We have been squeezed into thinking certain things. For instance we must have verifiable objectives, even Robert Mager’s behavioral objectives, a formal instructional plan with all of the elements of a “good lesson plan,” evaluation that has formative and summative components, has potential beyond chance it will extend over time to each person, we must have testing or for those slightly more sophisticated, has performance and outcomes-based with longitudinal results, then environmental education is worthy.
Maybe we have been slightly coerced to act and sound like all educational ventures, because we have regressed to new forms of being and for finding reputability. In some cases we have been asked to provide data and to provide statistical outcomes to allow us to seek support and funding; and you know where that has taken us. But I digress.
As we look through the dark tunnel of existence, how do we travel to the light? It is no secret Last Child in the Woods and The Nature Principle by Richard Louv have given “Sharing Nature” and environmental education, a whole new set of reasons to exist. The research provides us with a clear indication that being outdoors in nature is an essential for all humans. The data and its interpretation has said to us, we must find more ways to entice people to visit the outside, to experience nature, and for us, to share nature.
What does this mean to those of us who believe sharing nature is important? Mr. Brady Link, former superintendent in West Kentucky, shared this story with me some time ago and it made me think about our field and sharing nature.

** RECORDED DATA **
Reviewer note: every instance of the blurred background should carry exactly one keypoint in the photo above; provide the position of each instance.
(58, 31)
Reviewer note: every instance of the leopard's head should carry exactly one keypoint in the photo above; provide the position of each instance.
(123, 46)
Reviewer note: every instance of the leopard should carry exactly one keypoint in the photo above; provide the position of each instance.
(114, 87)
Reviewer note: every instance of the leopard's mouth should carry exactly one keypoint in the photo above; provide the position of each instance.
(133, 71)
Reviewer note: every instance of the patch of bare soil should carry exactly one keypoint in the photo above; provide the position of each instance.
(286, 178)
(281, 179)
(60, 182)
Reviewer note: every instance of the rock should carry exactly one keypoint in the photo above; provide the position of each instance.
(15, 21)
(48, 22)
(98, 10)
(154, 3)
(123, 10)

--

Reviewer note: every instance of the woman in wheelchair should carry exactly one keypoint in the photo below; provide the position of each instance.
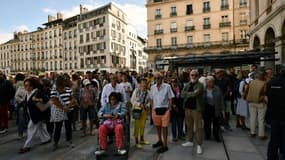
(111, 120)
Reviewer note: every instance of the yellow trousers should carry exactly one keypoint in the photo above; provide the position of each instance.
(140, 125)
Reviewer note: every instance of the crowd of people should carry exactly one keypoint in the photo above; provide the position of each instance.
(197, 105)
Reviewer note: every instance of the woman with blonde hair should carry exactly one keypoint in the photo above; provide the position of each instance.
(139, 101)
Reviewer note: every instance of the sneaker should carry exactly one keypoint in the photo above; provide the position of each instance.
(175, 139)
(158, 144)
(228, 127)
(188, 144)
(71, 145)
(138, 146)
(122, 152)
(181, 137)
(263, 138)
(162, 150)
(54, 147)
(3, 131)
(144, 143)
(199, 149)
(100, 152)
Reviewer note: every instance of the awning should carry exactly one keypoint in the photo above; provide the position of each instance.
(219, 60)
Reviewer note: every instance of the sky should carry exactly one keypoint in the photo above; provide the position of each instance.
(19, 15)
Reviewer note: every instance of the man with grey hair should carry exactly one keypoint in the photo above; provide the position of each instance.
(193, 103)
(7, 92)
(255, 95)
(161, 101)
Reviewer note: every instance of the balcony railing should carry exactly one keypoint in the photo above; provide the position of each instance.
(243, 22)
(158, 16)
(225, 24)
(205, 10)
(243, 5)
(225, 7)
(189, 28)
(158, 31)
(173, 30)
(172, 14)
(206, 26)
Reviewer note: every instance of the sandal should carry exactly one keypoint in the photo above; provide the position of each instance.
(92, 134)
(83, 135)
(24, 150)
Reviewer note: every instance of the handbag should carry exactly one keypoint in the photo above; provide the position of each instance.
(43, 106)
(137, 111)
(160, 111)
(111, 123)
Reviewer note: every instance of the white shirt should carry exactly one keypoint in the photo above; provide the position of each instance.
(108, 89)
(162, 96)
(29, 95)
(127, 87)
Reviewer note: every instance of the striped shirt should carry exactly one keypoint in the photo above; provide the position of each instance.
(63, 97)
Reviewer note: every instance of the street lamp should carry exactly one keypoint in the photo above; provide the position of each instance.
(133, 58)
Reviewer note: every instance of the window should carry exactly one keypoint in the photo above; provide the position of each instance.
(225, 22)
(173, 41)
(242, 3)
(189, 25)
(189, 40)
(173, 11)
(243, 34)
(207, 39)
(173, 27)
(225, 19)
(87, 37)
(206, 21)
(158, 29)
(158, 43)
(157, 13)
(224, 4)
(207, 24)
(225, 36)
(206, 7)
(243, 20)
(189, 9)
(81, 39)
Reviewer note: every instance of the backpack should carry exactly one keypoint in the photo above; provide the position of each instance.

** TASKS AND EXERCISES **
A. Condense the paragraph of the environmental education passage that opens with "As we look through the dark tunnel of existence" into a short bulleted list of its main points.
B. Write the next few paragraphs of the passage on environmental education and sharing nature, beginning right after its final sentence.
The listing was taken from a separate source and has no connection to the passage on environmental education.

** RESPONSES **
A.
- The paragraph asks how we can travel from the dark tunnel of existence to the light.
- Richard Louv's books *Last Child in the Woods* and *The Nature Principle* have given "Sharing Nature" and environmental education a whole new set of reasons to exist.
- Research clearly indicates that being outdoors in nature is essential for all humans.
- The data says we must find more ways to entice people outside to experience nature and, for those in the field, to share it.

B.
“I used to teach biology,” he told me. “We would take our high school classes to The Land Between the Lakes,” at that time run by the Tennessee Valley Authority, now the US Forest Service. “We provided our freshman a residential, outdoor experience over several days,” he said. “It was something that was hard work, but was well worth the investment of time.” Link said: “Recently I ran into a former student of mine, and she told me how much she remembered my biology class, and our environmental education experience.” Being inquisitive Link asked: “What do you remember most about that time you spent there with our class?” The student replied: “Mr. Link, I just remember how good it was, but I cannot tell you why. It was just a good experience.”
Mr. Link told me this story with some regret because his student could not come up with superlatives that were specific. Then he reflected: “ I suppose it had value that she remembered it and that should be enough.”
Sharing nature with others is a foundational experience, an essential one for providing a sense of connection, not only to the natural world, but also to one another. As environmental educators try to do things to be accepted, to seek funding, we try to be like other fields, and oft times we miss the very value we bring to young and old alike. We have a niche that is essential to making sense out of a world that is specialized and disconnected.
Sharing nature is a beginning point that we know through the eyes of young people, the sounds we hear from those we take outdoors, the sense we get, that like Mr. Link’s Biology student, “…..I remember how good it was, but I cannot tell you why.” As Rachel Carson put it in The Sense of Wonder, “It is not half so important to know as to feel.”
Sharing nature today is more important than ever to bring us a sense of how interrelated we are to one another. The need for us to make connections to the natural world and to each other seems a fitting thing in these times because it is good for us, because it makes us think outside of ourselves, and it makes us stop and feel and ponder.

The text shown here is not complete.